---- Supplied records

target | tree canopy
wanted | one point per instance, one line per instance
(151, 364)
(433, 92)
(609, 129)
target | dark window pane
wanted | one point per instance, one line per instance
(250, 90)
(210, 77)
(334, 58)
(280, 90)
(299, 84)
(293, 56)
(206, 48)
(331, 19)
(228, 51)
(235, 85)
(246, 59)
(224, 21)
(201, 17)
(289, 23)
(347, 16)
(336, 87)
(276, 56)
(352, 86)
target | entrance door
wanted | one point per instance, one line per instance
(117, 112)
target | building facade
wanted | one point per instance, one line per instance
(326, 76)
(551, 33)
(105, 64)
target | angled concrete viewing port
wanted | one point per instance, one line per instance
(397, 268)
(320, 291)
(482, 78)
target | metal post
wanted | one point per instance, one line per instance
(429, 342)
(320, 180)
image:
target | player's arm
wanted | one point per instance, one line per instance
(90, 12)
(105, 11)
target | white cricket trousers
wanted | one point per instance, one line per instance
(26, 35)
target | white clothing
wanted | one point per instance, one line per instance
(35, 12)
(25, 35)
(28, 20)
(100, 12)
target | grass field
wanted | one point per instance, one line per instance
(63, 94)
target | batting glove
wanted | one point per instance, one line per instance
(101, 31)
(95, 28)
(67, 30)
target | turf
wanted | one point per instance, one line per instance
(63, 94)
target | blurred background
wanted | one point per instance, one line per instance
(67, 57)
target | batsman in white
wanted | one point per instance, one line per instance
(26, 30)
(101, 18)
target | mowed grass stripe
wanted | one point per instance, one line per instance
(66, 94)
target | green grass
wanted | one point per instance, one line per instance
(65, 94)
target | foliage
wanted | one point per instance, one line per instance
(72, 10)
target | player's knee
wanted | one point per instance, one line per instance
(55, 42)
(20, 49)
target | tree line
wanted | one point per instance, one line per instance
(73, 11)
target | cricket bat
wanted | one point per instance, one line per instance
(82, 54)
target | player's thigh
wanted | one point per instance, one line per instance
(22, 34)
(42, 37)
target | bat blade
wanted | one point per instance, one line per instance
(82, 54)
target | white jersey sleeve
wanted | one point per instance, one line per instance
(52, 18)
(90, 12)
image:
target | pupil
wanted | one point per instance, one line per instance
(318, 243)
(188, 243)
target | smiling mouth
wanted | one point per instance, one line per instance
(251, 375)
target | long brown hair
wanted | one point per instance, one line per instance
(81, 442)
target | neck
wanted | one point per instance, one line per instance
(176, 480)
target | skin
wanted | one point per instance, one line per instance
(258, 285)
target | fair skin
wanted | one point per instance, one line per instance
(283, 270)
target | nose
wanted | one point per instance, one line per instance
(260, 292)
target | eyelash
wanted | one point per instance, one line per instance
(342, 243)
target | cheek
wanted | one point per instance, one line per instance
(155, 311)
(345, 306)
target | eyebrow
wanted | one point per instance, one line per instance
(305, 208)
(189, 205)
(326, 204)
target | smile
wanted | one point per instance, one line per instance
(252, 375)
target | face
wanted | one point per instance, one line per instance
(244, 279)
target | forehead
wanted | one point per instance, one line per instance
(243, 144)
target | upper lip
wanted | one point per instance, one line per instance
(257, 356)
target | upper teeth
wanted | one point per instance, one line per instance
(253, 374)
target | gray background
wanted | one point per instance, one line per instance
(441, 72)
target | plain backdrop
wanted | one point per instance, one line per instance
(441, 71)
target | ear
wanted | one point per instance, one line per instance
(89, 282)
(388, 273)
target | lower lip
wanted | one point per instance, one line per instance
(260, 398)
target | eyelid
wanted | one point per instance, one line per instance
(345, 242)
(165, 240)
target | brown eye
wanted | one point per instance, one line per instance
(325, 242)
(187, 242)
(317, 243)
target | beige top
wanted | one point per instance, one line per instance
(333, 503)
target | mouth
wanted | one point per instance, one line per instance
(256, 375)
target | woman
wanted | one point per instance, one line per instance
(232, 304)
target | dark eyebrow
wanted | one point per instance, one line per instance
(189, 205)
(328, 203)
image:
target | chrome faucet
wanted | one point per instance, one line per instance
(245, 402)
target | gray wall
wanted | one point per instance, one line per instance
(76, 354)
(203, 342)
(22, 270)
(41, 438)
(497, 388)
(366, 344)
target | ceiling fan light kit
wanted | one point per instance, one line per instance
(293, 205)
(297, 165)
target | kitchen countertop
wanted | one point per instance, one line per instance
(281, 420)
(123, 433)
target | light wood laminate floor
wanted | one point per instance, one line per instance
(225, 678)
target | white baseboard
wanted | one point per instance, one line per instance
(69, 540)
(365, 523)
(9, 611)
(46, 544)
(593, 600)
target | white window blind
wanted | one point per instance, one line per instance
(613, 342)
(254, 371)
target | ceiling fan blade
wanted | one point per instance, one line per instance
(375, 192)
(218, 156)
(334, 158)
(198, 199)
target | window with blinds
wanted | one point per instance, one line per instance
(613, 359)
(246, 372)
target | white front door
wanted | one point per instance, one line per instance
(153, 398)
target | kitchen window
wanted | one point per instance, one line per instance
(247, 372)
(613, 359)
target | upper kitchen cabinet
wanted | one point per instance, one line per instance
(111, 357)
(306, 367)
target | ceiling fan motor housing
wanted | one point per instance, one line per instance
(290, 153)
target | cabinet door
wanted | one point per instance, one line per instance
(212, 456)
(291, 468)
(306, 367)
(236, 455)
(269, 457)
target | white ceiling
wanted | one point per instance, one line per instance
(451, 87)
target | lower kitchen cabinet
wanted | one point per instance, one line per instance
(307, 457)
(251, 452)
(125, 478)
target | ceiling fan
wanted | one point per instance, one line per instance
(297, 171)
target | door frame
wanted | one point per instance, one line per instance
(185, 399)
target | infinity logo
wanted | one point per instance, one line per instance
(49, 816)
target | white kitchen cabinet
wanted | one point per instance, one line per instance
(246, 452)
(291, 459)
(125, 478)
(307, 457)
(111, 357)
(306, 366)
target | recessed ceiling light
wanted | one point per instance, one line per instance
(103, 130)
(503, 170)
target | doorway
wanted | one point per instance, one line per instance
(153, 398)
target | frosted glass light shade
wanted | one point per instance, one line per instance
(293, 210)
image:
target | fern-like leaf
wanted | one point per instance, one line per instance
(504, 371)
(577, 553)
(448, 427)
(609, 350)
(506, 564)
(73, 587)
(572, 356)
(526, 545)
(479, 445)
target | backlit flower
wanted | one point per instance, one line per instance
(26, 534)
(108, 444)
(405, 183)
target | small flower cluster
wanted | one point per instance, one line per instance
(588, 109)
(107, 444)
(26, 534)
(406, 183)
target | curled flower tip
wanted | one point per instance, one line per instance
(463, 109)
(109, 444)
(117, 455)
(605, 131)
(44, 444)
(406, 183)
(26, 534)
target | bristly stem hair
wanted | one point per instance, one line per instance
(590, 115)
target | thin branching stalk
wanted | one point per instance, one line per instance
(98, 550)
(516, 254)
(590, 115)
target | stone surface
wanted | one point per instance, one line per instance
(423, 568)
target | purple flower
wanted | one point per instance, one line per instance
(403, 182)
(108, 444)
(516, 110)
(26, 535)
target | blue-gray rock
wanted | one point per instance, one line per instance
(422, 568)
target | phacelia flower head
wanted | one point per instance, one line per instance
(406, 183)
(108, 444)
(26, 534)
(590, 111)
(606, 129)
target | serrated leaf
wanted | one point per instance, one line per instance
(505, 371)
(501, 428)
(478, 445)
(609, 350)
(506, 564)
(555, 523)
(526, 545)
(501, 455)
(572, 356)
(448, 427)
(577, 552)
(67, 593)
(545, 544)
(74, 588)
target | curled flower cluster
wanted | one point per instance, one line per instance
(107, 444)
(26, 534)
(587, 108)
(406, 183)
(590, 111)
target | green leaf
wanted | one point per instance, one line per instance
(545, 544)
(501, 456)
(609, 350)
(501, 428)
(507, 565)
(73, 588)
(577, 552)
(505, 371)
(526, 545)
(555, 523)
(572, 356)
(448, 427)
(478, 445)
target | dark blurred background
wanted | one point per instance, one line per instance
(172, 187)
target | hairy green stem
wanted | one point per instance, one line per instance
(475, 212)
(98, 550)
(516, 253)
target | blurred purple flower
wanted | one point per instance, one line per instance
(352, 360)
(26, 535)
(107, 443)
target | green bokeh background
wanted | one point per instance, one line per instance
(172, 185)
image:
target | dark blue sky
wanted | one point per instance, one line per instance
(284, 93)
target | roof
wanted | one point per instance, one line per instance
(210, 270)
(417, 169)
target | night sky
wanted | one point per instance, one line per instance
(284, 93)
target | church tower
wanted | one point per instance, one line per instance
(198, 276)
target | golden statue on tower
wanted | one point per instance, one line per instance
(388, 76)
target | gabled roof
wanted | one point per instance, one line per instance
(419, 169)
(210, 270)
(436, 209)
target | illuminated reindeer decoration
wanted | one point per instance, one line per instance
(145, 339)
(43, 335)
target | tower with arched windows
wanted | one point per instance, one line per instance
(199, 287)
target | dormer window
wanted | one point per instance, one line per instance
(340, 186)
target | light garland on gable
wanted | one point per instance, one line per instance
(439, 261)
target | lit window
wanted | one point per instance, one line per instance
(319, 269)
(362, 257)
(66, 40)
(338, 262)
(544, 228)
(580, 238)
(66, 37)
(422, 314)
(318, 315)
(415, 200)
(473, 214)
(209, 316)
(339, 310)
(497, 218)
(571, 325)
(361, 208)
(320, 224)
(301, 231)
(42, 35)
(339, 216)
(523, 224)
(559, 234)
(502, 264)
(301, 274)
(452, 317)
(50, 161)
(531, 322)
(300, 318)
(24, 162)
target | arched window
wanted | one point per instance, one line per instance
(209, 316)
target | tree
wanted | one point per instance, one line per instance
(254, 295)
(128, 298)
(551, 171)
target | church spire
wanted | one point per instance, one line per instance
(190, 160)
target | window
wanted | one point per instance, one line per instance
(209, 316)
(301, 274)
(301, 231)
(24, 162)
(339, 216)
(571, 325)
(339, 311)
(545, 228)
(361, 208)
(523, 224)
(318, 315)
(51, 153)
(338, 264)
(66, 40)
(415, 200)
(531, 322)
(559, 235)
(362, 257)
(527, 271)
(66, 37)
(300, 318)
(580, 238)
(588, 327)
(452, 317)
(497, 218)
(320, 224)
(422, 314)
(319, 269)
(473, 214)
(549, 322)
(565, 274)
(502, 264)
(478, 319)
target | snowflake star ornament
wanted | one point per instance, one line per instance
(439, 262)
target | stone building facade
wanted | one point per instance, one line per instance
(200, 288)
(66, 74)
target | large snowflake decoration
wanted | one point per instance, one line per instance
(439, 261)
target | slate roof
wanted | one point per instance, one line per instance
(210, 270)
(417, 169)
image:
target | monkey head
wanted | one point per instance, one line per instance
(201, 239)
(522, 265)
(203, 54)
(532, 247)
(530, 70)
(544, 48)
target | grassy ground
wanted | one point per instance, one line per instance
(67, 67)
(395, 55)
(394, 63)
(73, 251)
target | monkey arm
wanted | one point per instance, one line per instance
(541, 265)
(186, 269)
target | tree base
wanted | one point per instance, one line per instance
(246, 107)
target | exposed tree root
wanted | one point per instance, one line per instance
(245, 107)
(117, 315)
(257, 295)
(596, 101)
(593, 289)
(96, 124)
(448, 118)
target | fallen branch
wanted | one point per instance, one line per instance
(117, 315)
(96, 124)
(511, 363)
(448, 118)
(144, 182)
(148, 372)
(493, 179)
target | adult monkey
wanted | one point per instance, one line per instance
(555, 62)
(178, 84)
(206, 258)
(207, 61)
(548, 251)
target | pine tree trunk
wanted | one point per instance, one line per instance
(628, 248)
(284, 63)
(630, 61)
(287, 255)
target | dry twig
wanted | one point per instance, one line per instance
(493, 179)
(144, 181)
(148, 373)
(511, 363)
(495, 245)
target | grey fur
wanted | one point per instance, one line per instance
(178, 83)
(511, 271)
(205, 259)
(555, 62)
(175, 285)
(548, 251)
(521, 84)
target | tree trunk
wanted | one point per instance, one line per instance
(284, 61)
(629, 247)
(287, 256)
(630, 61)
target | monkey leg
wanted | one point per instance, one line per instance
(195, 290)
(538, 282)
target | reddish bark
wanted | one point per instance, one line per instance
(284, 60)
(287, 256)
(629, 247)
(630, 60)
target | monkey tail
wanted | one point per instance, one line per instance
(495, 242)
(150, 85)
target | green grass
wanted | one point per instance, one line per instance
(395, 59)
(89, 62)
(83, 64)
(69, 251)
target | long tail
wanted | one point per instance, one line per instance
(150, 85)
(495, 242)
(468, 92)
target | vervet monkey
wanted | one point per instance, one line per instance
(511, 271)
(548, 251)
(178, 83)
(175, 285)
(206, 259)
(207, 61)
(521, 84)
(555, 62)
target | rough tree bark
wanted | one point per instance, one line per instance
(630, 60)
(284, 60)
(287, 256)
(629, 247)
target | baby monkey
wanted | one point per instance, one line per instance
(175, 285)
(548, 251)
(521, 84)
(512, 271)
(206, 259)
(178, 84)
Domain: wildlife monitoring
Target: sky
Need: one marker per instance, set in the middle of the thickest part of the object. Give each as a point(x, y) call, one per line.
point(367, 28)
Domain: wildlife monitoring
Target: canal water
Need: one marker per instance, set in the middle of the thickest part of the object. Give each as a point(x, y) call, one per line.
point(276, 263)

--------

Search the material above for "bark". Copy each line that has it.

Output of the task:
target | reddish bark
target | rough tree bark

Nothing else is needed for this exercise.